• [Entries]:

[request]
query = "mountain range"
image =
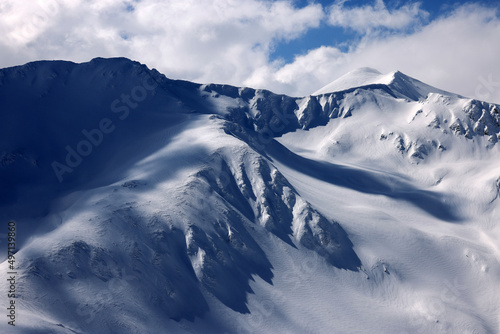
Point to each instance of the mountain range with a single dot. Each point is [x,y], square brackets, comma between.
[149,205]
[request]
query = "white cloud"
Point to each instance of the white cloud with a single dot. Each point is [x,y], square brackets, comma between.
[368,17]
[201,40]
[458,52]
[229,41]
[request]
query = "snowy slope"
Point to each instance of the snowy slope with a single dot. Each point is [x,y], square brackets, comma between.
[149,205]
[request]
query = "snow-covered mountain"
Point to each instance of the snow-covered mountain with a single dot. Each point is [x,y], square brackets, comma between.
[150,205]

• [Challenge]:
Update all of the records above by replacing "single dot" with "single point" wherever it occurs, and leave every other part unchanged. Omit the pictures from your answer.

• [Output]:
[request]
query = "mountain range"
image =
Point to each instance of the mountain range with a single point. Each point is [x,y], square brackets, comma between.
[149,205]
[request]
query = "white cloud"
Point to each instance of the white cloud with a single point. Each point is [x,y], square brackets, comma between.
[368,17]
[201,40]
[458,52]
[229,41]
[request]
query = "snowy slope"
Point to each instance of the snowy slope with a single point. Each point is [x,y], square brackets, comma between.
[149,205]
[request]
query = "snow-covered mountain"
Point to each instance of the snow-covered mountain with a single point. Each point is [x,y], square brackets, comma between.
[150,205]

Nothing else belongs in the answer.